§ WHAT IS NEEDED: Determine how many lines of the entries below contain the word "along", and reply with that number alone.
## BEGIN SOURCE MATERIAL
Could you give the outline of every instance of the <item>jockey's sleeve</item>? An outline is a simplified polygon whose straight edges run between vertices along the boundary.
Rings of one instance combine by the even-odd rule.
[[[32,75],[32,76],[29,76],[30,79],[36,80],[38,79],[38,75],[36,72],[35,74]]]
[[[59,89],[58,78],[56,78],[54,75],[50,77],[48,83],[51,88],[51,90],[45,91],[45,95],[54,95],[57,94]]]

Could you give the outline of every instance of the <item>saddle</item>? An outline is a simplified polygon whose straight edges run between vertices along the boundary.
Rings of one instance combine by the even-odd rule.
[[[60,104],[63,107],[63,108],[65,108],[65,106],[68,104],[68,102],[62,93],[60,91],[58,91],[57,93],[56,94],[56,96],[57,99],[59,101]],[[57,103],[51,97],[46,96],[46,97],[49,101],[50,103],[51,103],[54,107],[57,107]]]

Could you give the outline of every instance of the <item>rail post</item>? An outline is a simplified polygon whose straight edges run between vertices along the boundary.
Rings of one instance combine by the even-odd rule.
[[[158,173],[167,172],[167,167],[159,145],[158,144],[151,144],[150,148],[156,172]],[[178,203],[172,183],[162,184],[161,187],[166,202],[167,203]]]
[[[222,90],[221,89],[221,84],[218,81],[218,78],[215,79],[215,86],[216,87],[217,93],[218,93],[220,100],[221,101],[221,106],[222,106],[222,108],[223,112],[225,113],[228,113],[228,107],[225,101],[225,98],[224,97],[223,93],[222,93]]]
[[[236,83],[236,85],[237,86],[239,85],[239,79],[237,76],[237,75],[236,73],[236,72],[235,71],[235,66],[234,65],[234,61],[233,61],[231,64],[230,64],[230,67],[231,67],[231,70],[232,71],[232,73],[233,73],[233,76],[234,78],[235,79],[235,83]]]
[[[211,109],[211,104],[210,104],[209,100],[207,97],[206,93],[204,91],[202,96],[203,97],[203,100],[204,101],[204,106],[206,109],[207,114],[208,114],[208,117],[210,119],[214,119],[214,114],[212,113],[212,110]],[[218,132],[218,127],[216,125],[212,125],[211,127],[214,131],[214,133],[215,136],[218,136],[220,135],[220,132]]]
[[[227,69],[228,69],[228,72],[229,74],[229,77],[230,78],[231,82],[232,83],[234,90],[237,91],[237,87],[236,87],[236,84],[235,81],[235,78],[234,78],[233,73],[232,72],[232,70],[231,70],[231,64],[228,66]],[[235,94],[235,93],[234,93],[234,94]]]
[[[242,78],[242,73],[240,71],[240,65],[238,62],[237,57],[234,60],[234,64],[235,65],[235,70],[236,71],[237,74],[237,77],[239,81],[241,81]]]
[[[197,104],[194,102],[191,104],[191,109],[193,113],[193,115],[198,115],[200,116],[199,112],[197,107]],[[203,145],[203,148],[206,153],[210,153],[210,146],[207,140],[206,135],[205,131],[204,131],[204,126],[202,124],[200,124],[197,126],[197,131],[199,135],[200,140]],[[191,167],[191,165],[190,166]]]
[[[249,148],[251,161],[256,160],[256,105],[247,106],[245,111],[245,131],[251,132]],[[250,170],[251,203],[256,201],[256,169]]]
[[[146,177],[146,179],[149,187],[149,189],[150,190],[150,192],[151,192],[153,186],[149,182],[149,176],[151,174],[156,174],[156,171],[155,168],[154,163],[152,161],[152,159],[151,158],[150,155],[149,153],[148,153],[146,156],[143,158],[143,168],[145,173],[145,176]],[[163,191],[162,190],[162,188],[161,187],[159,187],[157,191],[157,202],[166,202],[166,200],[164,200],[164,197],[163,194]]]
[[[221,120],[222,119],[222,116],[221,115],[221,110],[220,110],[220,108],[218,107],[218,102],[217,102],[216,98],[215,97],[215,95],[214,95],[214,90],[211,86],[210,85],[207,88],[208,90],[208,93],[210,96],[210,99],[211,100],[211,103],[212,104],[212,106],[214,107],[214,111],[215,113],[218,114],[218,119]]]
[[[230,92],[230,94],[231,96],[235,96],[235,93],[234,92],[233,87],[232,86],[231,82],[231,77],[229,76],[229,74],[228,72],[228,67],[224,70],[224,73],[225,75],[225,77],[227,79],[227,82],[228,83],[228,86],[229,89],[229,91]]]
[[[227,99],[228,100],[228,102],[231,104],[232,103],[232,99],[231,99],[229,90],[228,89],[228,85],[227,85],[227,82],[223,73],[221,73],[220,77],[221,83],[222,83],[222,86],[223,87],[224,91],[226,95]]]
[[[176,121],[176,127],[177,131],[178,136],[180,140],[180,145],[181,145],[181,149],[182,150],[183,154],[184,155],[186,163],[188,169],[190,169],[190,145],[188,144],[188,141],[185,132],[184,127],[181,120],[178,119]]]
## END SOURCE MATERIAL
§ REPLY TO THE TASK: 3